** DATA LISTING **
* * *
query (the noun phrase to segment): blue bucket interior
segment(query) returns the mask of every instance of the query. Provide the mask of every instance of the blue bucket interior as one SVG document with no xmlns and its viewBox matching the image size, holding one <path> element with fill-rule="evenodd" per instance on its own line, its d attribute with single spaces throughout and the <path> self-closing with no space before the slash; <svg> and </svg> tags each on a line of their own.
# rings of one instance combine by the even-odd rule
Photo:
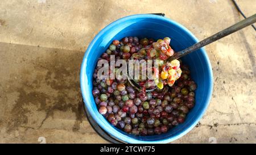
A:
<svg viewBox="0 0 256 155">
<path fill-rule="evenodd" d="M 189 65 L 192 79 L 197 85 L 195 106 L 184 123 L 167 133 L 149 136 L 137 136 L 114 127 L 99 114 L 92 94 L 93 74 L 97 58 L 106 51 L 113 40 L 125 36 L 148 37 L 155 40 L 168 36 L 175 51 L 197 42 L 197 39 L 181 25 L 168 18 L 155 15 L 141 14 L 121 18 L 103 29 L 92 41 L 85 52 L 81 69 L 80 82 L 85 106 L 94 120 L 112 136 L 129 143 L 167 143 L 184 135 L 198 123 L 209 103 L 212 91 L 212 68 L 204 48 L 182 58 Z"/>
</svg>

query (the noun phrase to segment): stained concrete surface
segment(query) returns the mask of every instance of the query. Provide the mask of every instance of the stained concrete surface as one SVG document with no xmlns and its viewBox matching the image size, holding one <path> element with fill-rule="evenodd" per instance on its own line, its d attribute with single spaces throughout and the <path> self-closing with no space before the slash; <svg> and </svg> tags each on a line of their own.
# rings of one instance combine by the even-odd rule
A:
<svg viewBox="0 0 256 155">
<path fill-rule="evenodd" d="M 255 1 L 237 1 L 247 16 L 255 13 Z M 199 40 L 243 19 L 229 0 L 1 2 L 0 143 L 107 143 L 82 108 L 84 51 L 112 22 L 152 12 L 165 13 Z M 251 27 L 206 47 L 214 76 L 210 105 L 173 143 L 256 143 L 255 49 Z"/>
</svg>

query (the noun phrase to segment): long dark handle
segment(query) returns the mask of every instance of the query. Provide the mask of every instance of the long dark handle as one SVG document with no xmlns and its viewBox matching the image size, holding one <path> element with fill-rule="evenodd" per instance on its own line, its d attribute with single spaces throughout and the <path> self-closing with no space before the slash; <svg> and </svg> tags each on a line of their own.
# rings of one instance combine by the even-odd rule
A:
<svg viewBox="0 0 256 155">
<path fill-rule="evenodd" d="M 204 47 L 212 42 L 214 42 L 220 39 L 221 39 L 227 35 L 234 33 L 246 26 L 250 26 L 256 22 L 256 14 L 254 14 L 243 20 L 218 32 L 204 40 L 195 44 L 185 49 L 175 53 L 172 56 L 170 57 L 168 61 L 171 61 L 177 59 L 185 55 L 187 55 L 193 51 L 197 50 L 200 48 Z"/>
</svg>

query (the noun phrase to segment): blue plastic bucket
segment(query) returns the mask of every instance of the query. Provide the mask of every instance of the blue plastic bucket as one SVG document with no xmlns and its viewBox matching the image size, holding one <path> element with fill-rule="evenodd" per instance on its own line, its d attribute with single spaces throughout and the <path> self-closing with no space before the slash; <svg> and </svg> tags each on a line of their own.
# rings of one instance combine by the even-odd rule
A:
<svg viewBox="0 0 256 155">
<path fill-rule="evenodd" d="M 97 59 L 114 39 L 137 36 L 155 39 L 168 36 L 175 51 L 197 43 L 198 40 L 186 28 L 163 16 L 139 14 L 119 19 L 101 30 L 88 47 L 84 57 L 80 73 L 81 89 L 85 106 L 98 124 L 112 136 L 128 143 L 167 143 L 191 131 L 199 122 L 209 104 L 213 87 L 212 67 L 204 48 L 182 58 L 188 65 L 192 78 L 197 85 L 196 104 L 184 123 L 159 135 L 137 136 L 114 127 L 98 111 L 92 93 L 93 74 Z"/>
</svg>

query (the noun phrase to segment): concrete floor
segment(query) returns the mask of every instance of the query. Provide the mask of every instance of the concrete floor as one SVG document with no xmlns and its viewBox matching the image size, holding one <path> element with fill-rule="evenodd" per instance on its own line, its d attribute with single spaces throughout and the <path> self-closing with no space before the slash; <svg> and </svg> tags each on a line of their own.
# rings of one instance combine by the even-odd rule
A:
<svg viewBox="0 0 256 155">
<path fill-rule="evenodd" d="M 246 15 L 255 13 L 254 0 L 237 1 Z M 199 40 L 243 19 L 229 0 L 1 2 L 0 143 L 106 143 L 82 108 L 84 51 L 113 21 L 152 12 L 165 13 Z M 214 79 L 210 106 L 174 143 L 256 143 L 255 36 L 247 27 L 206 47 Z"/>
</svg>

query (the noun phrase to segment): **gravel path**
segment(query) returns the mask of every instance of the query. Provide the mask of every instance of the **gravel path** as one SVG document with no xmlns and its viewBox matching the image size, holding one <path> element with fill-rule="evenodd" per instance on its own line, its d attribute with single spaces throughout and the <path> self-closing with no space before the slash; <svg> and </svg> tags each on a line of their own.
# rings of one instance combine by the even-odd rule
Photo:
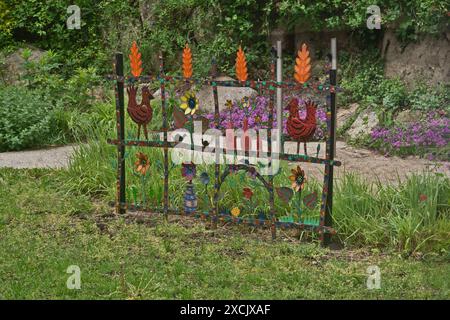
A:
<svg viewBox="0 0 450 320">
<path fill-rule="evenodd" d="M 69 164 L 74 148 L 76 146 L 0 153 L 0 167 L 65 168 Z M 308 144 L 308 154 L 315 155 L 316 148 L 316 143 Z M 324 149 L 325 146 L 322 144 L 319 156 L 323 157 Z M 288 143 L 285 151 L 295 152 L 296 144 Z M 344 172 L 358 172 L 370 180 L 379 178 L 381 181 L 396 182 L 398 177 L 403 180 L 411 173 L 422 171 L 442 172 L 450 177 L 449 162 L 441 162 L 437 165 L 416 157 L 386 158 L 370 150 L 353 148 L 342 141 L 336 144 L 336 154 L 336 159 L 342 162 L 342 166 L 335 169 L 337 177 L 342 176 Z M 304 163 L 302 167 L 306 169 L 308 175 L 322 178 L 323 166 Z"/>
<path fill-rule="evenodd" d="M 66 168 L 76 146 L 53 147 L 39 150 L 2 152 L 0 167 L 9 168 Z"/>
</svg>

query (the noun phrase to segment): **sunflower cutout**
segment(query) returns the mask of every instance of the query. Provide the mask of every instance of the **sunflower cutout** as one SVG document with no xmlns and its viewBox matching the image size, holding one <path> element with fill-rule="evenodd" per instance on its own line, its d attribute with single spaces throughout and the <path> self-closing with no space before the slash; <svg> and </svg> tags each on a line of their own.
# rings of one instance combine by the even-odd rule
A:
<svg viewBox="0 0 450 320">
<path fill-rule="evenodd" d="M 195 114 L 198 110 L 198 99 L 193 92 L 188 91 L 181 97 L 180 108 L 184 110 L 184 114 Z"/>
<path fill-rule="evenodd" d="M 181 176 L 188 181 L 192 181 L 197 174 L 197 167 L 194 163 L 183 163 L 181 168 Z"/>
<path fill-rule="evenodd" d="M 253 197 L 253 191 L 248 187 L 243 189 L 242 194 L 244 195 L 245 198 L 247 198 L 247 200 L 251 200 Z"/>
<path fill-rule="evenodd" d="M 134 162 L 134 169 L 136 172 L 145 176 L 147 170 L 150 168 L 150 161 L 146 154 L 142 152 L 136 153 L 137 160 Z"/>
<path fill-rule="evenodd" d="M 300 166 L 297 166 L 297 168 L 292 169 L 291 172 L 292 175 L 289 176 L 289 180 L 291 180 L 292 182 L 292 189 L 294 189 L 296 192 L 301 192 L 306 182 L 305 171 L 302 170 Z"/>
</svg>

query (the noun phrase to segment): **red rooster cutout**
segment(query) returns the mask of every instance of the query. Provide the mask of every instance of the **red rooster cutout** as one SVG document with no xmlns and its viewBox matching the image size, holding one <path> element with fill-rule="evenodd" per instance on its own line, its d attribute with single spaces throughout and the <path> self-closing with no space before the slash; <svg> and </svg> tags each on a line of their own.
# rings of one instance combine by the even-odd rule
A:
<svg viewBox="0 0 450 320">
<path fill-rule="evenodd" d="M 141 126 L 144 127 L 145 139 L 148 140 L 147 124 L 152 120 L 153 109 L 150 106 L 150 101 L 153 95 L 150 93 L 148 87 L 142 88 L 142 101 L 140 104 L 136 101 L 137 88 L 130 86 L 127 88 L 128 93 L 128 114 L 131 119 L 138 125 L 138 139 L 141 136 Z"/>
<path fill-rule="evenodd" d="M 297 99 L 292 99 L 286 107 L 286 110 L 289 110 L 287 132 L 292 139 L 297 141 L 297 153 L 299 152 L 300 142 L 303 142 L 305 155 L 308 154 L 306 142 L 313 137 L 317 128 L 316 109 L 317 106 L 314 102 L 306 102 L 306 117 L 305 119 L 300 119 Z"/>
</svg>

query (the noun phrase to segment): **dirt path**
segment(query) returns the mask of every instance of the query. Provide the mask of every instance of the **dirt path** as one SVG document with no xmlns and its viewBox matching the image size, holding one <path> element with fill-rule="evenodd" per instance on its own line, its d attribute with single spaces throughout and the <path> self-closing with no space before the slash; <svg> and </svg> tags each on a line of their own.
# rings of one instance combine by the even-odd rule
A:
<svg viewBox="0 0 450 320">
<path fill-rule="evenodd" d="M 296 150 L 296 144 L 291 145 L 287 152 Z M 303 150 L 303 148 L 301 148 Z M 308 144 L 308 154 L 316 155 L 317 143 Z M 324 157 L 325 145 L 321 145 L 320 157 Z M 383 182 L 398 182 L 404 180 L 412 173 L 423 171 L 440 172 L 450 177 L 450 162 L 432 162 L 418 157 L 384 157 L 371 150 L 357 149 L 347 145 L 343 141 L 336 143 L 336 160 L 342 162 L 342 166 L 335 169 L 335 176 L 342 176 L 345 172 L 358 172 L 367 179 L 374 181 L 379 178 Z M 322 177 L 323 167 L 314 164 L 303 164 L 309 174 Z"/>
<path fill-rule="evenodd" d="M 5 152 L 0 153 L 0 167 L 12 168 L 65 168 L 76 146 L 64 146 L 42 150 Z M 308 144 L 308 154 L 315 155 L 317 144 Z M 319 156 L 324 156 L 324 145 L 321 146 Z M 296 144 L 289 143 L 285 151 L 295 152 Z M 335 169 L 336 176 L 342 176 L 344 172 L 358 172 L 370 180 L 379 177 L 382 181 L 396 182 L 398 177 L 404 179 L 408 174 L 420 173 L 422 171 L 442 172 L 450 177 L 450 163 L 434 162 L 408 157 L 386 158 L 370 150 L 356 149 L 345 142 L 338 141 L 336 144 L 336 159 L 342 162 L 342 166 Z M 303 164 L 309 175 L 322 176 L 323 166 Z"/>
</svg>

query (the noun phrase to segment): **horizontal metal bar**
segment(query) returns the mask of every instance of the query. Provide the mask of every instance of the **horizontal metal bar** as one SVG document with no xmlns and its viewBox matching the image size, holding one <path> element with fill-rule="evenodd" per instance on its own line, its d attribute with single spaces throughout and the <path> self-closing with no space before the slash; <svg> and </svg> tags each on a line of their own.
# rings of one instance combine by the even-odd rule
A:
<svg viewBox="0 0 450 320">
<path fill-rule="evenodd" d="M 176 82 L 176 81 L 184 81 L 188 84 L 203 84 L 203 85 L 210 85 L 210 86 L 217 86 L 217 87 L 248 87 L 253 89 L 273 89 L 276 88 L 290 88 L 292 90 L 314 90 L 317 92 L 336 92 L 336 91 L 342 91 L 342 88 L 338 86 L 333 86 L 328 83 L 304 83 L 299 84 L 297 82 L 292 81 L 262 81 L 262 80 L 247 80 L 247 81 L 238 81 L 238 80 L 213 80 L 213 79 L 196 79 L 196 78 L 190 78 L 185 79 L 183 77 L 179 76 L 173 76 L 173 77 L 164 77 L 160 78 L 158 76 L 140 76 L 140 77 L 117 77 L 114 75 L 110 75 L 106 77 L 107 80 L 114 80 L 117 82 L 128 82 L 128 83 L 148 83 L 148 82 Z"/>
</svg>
* * *
** WRITTEN INSTRUCTION **
Please pull out each line of the items above that contains the word "metal".

** SOLVED EXERCISE **
query (the noun phrase to segment): **horizontal metal bar**
segment(query) returns the mask of every instance of the query. Provide the mask of every instance of the **horizontal metal bar** as one SVG document with no xmlns and its viewBox matching the image size, holding one <path> element with fill-rule="evenodd" per instance on its own line, its d attribute with single spaces throughout and the <path> self-closing with no space before the slash; <svg> and </svg> tags each on a line of their own.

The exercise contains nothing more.